--- Stated problem ---
Render each line of the entries below as a Markdown table with the columns "Row" and "Line," numbering the rows and skipping blank lines. Leave the pictures out.

:: Dataset entries

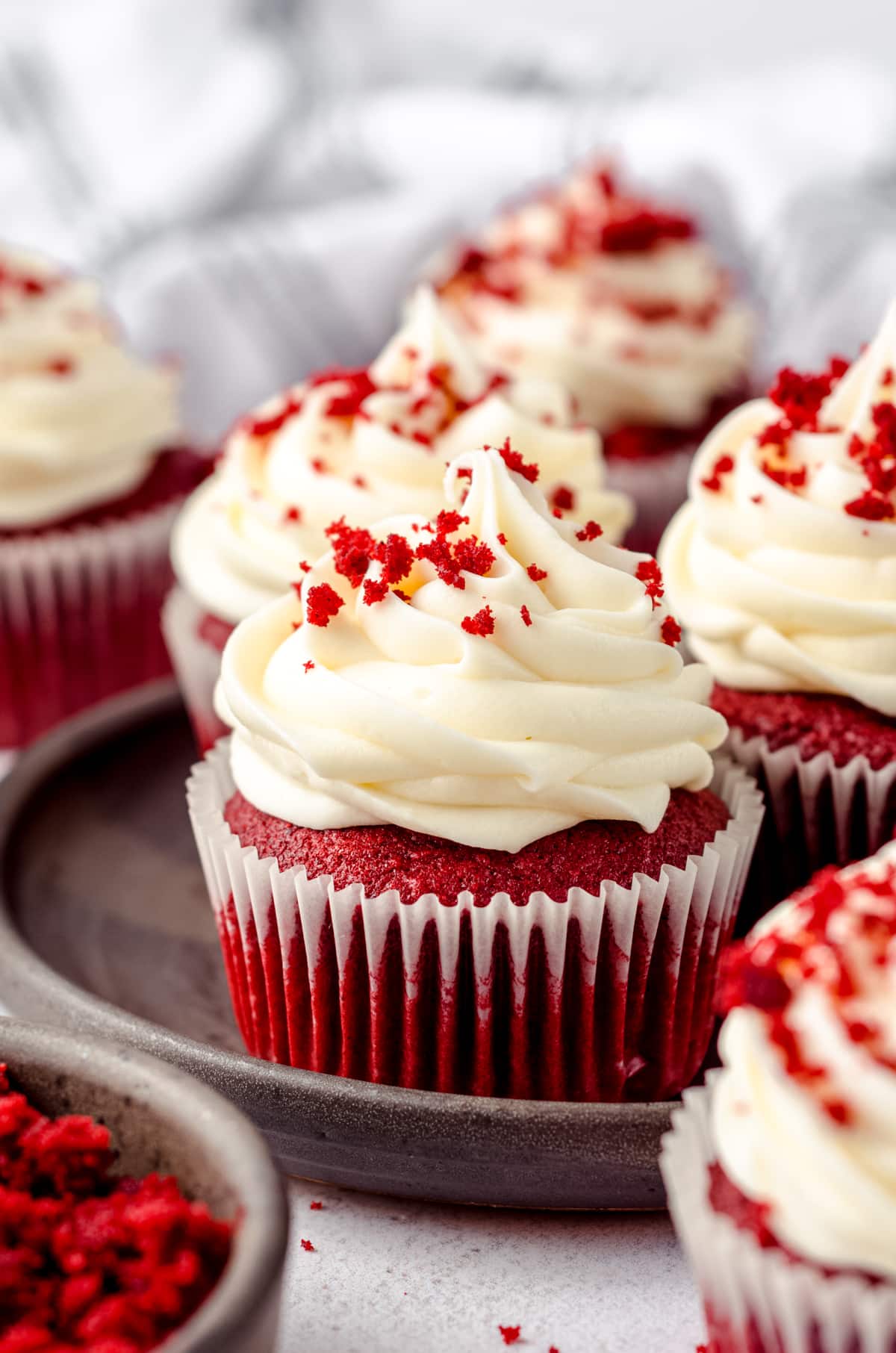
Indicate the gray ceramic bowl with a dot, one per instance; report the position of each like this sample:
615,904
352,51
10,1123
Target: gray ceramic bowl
164,1121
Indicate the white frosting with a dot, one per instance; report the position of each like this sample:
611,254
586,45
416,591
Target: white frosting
831,1186
394,713
234,546
582,318
80,417
780,588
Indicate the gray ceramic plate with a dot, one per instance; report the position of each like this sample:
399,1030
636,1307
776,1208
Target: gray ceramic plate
105,927
164,1122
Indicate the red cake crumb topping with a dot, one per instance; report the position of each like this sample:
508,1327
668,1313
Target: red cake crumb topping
809,723
838,935
562,498
643,229
321,604
26,283
385,858
723,466
876,458
60,367
800,398
514,461
90,1261
479,624
650,576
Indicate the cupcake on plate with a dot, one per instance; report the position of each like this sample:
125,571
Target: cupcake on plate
621,302
783,570
91,475
781,1175
361,446
469,834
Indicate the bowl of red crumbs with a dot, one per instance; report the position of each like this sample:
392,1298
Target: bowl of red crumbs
138,1210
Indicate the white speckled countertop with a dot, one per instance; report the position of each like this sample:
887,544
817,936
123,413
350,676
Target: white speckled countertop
389,1275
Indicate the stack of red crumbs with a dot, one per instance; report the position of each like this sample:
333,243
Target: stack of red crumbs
90,1261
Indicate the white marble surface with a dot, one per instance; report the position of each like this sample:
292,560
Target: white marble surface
389,1276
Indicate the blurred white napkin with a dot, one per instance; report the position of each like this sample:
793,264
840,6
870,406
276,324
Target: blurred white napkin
259,206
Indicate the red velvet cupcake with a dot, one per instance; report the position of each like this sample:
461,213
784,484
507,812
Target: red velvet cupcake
467,834
783,568
356,444
91,476
780,1175
620,301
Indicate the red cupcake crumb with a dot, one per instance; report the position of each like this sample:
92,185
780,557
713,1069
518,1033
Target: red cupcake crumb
413,863
321,604
87,1260
175,474
479,624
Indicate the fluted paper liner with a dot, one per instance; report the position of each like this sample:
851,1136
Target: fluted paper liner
80,618
196,665
818,813
759,1299
593,998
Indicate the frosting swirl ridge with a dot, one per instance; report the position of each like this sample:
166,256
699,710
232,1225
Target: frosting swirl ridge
783,564
617,301
491,676
804,1108
367,444
80,417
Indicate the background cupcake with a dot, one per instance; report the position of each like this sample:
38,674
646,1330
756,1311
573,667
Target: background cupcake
621,302
358,444
469,834
781,1176
783,570
91,475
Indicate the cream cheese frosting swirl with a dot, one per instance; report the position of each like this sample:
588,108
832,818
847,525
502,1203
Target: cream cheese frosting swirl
804,1108
80,417
617,301
783,566
491,678
367,444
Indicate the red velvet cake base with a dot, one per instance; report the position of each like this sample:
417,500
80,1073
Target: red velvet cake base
646,441
809,723
413,863
80,603
814,819
336,991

::::

--- Expected answer ---
| Row | Line |
|---|---|
| 1 | Indicate the gray ceramic bowl with a dot, one per instance; report the position of each like this sample: |
| 2 | 615,904 |
| 3 | 352,51 |
| 4 | 10,1123 |
| 5 | Target: gray ceramic bowl |
| 6 | 164,1121 |
| 7 | Indicate the white frosting with a dot, one per instance; report the position of each like this sample: |
| 8 | 611,254 |
| 9 | 586,45 |
| 10 | 416,591 |
| 11 | Target: white frosting |
| 12 | 831,1186 |
| 13 | 394,713 |
| 14 | 234,546 |
| 15 | 582,318 |
| 16 | 80,417 |
| 17 | 780,588 |
| 18 | Indicate the gray ceramic plate with a dot, one per instance; report the position of each like this sample: |
| 19 | 399,1030 |
| 20 | 636,1307 |
| 21 | 776,1208 |
| 22 | Target: gray ceramic plate |
| 23 | 105,927 |
| 24 | 164,1122 |
| 25 | Indicate the red cake crumb topping with a dot, one per instance; report the position of each like this sample: |
| 26 | 508,1327 |
| 27 | 668,1313 |
| 28 | Target: red cake crumb topping |
| 29 | 809,723 |
| 30 | 838,935 |
| 31 | 562,498 |
| 32 | 643,229 |
| 33 | 321,604 |
| 34 | 26,283 |
| 35 | 385,858 |
| 36 | 723,466 |
| 37 | 876,458 |
| 38 | 60,367 |
| 39 | 800,398 |
| 40 | 514,461 |
| 41 | 90,1261 |
| 42 | 479,624 |
| 43 | 650,576 |
| 44 | Indicate the cupcake on plate with a dot, one per instance; report the position of each like this sample: |
| 45 | 125,571 |
| 46 | Target: cupcake on plate |
| 47 | 621,302 |
| 48 | 783,570 |
| 49 | 91,475 |
| 50 | 781,1175 |
| 51 | 361,446 |
| 52 | 469,834 |
| 53 | Indicate the bowl of red crumbs with a dot, one per instance; report the position of each like this sample: |
| 54 | 392,1298 |
| 55 | Target: bowl of red crumbs |
| 56 | 138,1210 |
| 57 | Indicate the white speckled countertop with a dot, one per instance; report the position of each like this sample: |
| 58 | 887,544 |
| 59 | 817,936 |
| 60 | 123,413 |
| 61 | 350,676 |
| 62 | Target: white speckled countertop |
| 63 | 389,1275 |
| 64 | Indicate the stack of red crumbs with a dot, one per instance; report the position of each like this sample: |
| 65 | 333,243 |
| 66 | Target: stack of red crumbs |
| 67 | 90,1261 |
| 68 | Indicate the white marble surface with a dot, one per instance; report the position of each like this sample: |
| 69 | 292,560 |
| 70 | Target: white marble surface |
| 71 | 389,1276 |
| 72 | Indicate the blurred white napkin with a dot, one per instance; report the position of each like this sample: |
| 73 | 793,264 |
| 74 | 840,6 |
| 75 | 870,406 |
| 76 | 276,324 |
| 77 | Target: blurred white napkin |
| 78 | 259,206 |
| 79 | Indicate the red velvet cupcake with a dot, one per instance; report the position of each like this sample: |
| 80 | 461,213 |
| 81 | 784,484 |
| 82 | 507,812 |
| 83 | Target: red velvet cupcake |
| 84 | 467,834 |
| 85 | 783,568 |
| 86 | 356,444 |
| 87 | 91,476 |
| 88 | 780,1175 |
| 89 | 620,301 |
| 90 | Indicate the red cupcake crumb with a dot, one per instance; report the position of each like this sample: |
| 91 | 92,185 |
| 92 | 780,557 |
| 93 | 713,1069 |
| 94 | 518,1033 |
| 95 | Target: red cupcake crumb |
| 96 | 413,863 |
| 97 | 321,604 |
| 98 | 87,1260 |
| 99 | 175,474 |
| 100 | 479,624 |
| 101 | Indicate the fluted paper liner with a dot, one per instance; report the position of each like this sample: |
| 102 | 851,1136 |
| 103 | Target: fluted paper liner |
| 104 | 80,618 |
| 105 | 196,665 |
| 106 | 818,813 |
| 107 | 759,1299 |
| 108 | 593,998 |
| 109 | Indicate the frosting swirl ridge with a dot, one per instance; report the position of each like this sample: |
| 110 | 166,256 |
| 111 | 699,710 |
| 112 | 232,1225 |
| 113 | Target: frosting swirl ridge |
| 114 | 783,564 |
| 115 | 617,301 |
| 116 | 491,676 |
| 117 | 804,1108 |
| 118 | 367,444 |
| 119 | 80,417 |
| 120 | Indicate the background cupcake with a dot, one per instance; report the position of each like this sample: |
| 121 | 38,674 |
| 122 | 646,1330 |
| 123 | 756,1311 |
| 124 | 573,667 |
| 125 | Target: background cupcake |
| 126 | 621,302 |
| 127 | 358,444 |
| 128 | 469,834 |
| 129 | 781,1176 |
| 130 | 783,570 |
| 131 | 91,475 |
| 132 | Indicate the cream cheese frosting swirl with a dot, one per instance; report the position of each like this sample: |
| 133 | 588,108 |
| 134 | 832,818 |
| 135 | 847,525 |
| 136 | 502,1203 |
| 137 | Target: cream cheese frosting swirl |
| 138 | 804,1108 |
| 139 | 80,417 |
| 140 | 617,301 |
| 141 | 783,566 |
| 142 | 491,678 |
| 143 | 367,444 |
| 144 | Indicate the red velvet cake base with a dot, one per instance; report the position of each like this sample: |
| 145 | 417,500 |
| 146 | 80,1073 |
| 147 | Target: red velvet cake base |
| 148 | 646,441 |
| 149 | 809,723 |
| 150 | 413,863 |
| 151 | 80,603 |
| 152 | 814,819 |
| 153 | 336,991 |